STUDY TEXT -
# # #

In the genome sequencing era, findings genes and their regulatory regions is fundamental to our basic understanding of biology, and also to the progress of future medical technologies such as gene therapy. recent results suggest that DNA 3D structure plays an essential role in gene regulation. The long term objective of this project is to develop a versatile data mining software application for the visualization of DNA structure, the efficient prediction of regulatory sites, especially promoters, and the discovery of relationships between DNA structure and functional elements.
The specific aims are: (1) to integrate DNA structural scales, such as bendability or propeller twist angle, with our current machine-learning software environment (Hidden Markov models, Neural Networks); (2) to train expert modules to discover structural signatures from primary sequence information; (3) to develop and implement and efficient promoter prediction/classification tool. The novelty in this approach is the combination of DNA structural information with machine- learning techniques to automatically extract and visualize relevant information from large amounts of raw data. The computational tools are constructed using an object-oriented foundation designed to scale up with data expansion and complexity.
The proposed research will generate bioinformatics tools for the visualization of DNA structure and the detection of regulatory regions. In particular, the prediction and understanding of promoter regions constitute and important component of a complete gene finding solution and a necessary step towards gene therapy. All biotechnology companies are strong potential users of such tools.

# # #

[Collected data]
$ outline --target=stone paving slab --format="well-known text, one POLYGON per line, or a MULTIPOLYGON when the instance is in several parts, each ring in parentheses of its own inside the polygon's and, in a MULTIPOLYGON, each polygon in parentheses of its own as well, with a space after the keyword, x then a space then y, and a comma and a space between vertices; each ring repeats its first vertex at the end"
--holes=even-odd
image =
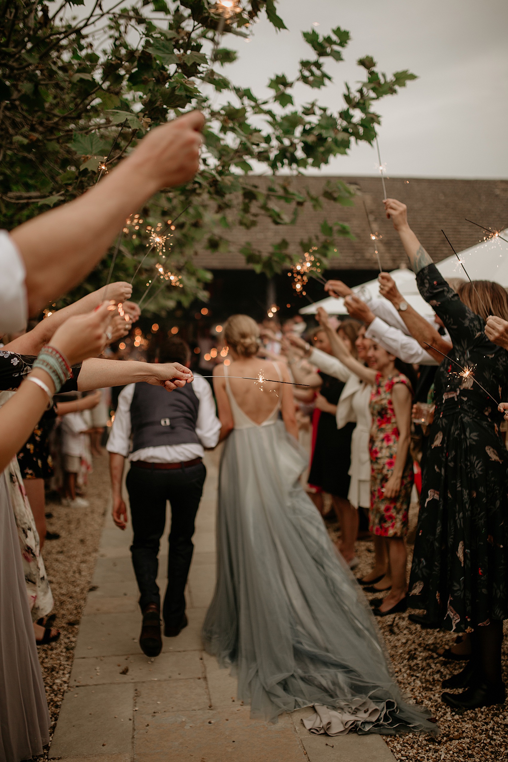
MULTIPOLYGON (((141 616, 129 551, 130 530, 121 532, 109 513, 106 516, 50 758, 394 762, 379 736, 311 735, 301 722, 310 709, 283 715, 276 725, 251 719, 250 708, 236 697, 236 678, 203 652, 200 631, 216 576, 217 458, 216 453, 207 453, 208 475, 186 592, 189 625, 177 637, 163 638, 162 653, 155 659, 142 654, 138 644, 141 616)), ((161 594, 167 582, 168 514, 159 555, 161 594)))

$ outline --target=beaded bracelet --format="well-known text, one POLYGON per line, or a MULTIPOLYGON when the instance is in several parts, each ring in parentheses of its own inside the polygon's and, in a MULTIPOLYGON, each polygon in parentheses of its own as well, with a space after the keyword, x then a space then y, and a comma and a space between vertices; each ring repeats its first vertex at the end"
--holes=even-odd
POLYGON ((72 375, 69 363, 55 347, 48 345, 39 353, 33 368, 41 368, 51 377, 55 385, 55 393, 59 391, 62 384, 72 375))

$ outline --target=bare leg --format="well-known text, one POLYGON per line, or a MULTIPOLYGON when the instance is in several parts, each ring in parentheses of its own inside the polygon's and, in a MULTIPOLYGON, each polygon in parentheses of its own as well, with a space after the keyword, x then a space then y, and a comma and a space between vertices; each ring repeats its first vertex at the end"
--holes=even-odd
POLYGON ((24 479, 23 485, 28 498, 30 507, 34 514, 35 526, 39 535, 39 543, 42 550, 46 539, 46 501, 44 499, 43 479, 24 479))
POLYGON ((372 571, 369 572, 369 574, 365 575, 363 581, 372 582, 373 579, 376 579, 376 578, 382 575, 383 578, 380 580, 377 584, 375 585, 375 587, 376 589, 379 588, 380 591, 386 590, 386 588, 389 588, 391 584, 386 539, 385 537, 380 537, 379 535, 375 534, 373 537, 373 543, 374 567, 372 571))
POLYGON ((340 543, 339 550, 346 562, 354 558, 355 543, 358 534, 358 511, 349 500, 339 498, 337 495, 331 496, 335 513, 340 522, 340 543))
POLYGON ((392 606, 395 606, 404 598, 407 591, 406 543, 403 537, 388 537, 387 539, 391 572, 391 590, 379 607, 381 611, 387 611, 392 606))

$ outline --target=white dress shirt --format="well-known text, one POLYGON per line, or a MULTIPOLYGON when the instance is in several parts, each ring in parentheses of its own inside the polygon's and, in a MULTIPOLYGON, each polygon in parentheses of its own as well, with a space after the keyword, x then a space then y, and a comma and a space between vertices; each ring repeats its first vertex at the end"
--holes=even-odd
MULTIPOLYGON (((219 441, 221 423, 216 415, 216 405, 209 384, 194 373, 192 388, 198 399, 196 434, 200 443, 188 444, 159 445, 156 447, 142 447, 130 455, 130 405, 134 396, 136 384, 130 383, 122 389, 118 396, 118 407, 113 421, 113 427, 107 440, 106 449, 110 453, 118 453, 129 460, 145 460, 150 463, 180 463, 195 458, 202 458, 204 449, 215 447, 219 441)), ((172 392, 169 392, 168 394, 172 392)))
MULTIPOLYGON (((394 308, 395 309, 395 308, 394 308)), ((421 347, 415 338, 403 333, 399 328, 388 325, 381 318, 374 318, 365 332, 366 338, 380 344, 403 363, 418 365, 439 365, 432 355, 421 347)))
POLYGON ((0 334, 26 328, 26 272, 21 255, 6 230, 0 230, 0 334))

# # #

TASKS -
**A.** Answer these questions from the project summary.
(i) Which two DNA structural scales are given as examples?
(ii) Which kind of regulatory site is singled out for prediction in the long-term objective?
(iii) Who is named as a strong potential user of the tools?
**B.** Reproduce the stretch of the project summary from "In the genome" through "and functional elements." word for word.

EXPECTED RESPONSES -
**A.**
(i) Bendability and propeller twist angle.
(ii) Promoters.
(iii) All biotechnology companies.

**B.**
In the genome sequencing era, findings genes and their regulatory regions is fundamental to our basic understanding of biology, and also to the progress of future medical technologies such as gene therapy. recent results suggest that DNA 3D structure plays an essential role in gene regulation. The long term objective of this project is to develop a versatile data mining software application for the visualization of DNA structure, the efficient prediction of regulatory sites, especially promoters, and the discovery of relationships between DNA structure and functional elements.